Aim.
Render the stretch of the items from the line containing "target: wet sand" through the end of the items as a Markdown table with columns Row and Line, one row per line, omitting blank lines.

Records supplied.
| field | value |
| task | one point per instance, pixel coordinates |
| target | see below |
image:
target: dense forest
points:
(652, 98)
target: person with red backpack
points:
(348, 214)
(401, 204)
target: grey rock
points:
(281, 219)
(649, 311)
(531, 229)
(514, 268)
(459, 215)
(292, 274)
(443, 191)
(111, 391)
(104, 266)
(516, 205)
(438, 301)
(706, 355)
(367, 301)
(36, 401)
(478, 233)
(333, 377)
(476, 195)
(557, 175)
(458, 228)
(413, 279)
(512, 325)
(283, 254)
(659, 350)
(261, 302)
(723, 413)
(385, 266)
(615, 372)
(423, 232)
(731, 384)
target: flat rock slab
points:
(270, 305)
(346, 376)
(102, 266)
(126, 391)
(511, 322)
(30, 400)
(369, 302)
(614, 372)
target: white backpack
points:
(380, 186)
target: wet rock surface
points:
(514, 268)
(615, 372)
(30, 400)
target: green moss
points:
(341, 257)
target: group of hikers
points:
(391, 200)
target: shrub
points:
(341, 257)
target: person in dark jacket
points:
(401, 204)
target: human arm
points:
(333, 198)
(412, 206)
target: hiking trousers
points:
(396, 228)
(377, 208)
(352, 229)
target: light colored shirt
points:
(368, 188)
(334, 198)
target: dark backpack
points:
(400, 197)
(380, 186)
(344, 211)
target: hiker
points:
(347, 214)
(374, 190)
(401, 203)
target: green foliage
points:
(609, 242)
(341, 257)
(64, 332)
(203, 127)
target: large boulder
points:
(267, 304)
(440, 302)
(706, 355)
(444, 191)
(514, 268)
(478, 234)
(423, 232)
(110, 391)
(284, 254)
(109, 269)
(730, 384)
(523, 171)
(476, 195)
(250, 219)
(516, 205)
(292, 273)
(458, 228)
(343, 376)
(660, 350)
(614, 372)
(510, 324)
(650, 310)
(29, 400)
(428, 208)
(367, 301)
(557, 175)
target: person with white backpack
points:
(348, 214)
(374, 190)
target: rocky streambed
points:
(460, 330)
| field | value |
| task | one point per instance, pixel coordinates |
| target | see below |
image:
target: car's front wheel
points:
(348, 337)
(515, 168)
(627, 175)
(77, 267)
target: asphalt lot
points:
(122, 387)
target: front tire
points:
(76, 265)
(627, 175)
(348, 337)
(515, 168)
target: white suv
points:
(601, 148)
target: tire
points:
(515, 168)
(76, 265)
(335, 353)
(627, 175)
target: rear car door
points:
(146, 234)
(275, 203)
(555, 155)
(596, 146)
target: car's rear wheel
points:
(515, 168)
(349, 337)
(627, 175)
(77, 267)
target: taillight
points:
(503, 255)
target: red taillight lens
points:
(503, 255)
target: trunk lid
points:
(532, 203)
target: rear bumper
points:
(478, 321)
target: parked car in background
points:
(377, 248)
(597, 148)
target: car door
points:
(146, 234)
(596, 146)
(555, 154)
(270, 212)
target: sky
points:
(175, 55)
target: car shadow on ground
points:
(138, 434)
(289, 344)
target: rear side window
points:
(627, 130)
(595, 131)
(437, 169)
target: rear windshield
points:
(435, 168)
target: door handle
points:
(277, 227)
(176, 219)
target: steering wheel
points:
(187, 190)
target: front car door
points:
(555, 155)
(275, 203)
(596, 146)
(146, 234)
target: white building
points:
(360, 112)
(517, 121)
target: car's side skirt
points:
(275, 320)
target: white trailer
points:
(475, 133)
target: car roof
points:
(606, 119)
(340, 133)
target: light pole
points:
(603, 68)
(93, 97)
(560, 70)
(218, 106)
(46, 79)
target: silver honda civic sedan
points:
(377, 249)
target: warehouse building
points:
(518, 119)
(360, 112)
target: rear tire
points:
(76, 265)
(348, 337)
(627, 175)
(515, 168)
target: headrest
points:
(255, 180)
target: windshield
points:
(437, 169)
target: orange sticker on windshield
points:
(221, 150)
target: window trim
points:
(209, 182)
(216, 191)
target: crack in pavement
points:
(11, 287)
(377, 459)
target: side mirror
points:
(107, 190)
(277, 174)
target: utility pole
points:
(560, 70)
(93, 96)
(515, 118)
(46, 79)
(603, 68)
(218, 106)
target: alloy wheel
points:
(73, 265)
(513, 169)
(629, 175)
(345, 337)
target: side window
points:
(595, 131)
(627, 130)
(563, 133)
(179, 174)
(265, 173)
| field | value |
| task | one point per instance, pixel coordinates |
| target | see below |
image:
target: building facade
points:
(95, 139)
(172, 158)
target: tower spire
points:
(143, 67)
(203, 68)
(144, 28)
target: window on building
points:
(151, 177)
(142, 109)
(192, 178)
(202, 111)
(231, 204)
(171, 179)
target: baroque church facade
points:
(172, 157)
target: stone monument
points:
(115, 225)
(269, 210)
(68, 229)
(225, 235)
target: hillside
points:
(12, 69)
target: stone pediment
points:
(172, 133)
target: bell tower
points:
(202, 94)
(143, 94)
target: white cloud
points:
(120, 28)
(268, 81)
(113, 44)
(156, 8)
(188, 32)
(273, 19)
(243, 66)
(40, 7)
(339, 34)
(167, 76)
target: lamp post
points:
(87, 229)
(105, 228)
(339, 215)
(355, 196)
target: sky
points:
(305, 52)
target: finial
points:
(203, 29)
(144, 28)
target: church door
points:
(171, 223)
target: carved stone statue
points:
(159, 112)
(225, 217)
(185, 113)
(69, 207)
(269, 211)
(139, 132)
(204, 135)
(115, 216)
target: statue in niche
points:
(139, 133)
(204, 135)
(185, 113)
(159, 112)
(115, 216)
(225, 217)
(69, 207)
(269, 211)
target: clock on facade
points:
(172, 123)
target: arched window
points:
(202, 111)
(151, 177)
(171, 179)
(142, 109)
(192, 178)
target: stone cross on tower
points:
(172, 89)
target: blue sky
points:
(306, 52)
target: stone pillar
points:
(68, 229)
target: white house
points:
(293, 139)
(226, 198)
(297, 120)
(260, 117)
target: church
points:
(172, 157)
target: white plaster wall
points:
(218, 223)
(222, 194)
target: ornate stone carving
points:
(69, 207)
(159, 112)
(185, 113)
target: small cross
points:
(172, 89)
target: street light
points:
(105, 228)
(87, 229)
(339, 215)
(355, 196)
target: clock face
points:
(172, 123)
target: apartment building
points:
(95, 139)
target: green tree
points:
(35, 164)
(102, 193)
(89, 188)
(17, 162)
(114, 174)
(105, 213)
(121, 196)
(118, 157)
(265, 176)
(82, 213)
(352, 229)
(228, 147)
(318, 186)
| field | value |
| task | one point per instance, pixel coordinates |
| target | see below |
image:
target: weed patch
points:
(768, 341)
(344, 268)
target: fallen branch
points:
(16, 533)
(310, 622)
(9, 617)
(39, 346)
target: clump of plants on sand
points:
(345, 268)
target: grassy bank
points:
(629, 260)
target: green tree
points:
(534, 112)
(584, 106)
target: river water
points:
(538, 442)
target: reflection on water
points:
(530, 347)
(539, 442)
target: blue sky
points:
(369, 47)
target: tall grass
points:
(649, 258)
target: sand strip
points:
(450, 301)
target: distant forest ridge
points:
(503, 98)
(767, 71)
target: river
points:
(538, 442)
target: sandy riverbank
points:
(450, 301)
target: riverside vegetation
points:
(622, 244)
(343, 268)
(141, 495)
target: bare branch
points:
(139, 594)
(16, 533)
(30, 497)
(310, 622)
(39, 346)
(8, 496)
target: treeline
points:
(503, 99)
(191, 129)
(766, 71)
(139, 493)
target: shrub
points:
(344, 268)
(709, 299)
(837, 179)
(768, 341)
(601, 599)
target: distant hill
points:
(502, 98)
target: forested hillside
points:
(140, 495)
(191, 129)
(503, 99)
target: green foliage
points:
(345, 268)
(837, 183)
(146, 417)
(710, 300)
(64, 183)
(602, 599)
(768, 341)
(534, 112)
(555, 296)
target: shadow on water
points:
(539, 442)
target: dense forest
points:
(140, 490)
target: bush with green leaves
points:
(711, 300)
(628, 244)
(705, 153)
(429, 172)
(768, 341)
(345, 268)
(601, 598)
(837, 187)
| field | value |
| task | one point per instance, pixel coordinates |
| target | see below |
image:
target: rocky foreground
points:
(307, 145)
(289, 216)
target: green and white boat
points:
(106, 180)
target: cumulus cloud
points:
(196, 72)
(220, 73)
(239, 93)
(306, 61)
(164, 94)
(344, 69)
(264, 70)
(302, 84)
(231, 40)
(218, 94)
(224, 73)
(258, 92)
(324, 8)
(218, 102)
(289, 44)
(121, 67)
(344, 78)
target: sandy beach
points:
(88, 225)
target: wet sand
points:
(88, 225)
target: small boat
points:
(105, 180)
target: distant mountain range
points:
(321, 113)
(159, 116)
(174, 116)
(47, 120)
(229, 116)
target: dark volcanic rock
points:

Result of this task.
| Row | Line |
|---|---|
| 1 | target: wet sand |
| 2 | points: |
| 3 | (88, 225) |
| 4 | target: small boat |
| 5 | points: |
| 6 | (105, 180) |
| 7 | target: distant mountain range |
| 8 | points: |
| 9 | (321, 113) |
| 10 | (159, 116) |
| 11 | (174, 116) |
| 12 | (47, 120) |
| 13 | (229, 116) |
| 14 | target: dark volcanic rock |
| 15 | points: |